• _Istruzioni_
[1] Elenca gli enti presso i quali, secondo l'estratto sulla legge ligure, il personale può esercitare l'attività libero professionale.
[2] Riporta la parte dell'estratto tra "Liguria. Ecco il" e "allargata. IL TESTO.", estremi inclusi, rinominando "infermieri" in "operatori infermieristici".

Liguria. Ecco il testo della proposta di legge sull’intramoenia per infermieri e altri professionisti sanitari
Il provvedimento, approvato in commissione Salute del Consiglio regionale, autorizzerebbe infermieri, ostetriche, tecnici sanitari, della riabilitazione e della prevenzione a esercitare la libera professione singolarmente anziché in équipe a supporto del medico. L'attività potrà essere svolta nell’azienda o in intramoenia allargata. IL TESTO.
24 MAR - “Al fine di conseguire una più efficace e funzionale organizzazione dei servizi sanitari regionali”, il personale delle professioni sanitarie infermieristiche, tecniche della riabilitazione, della prevenzione nonché della professione ostetrica “operante con rapporto di lavoro a tempo pieno e indeterminato nelle strutture pubbliche regionali, può esercitare attività libero professionale, al di fuori dell’orario di servizio, anche singolarmente all’interno dell’Azienda e in forma intramuraria allargata, presso le Aziende sanitarie locali, gli IRCCS e gli altri enti equiparati”.

• _Materiale estratto_
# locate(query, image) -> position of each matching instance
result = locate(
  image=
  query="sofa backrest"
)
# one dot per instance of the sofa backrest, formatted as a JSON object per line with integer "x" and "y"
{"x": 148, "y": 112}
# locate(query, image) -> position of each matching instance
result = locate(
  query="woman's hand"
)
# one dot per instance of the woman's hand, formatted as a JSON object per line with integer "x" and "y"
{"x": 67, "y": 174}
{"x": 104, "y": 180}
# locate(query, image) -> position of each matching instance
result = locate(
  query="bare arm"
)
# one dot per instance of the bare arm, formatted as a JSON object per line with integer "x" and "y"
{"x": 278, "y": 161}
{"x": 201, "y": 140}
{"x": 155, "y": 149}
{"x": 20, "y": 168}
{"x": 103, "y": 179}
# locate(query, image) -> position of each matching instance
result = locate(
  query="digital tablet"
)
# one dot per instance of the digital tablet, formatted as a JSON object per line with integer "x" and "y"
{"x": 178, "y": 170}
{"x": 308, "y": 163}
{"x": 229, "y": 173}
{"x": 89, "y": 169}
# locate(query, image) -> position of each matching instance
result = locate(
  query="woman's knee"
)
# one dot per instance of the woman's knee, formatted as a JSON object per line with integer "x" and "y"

• _Risposte_
[1] le Aziende sanitarie locali; gli IRCCS; gli altri enti equiparati

[2]
Liguria. Ecco il testo della proposta di legge sull’intramoenia per operatori infermieristici e altri professionisti sanitari
Il provvedimento, approvato in commissione Salute del Consiglio regionale, autorizzerebbe operatori infermieristici, ostetriche, tecnici sanitari, della riabilitazione e della prevenzione a esercitare la libera professione singolarmente anziché in équipe a supporto del medico. L'attività potrà essere svolta nell’azienda o in intramoenia allargata. IL TESTO.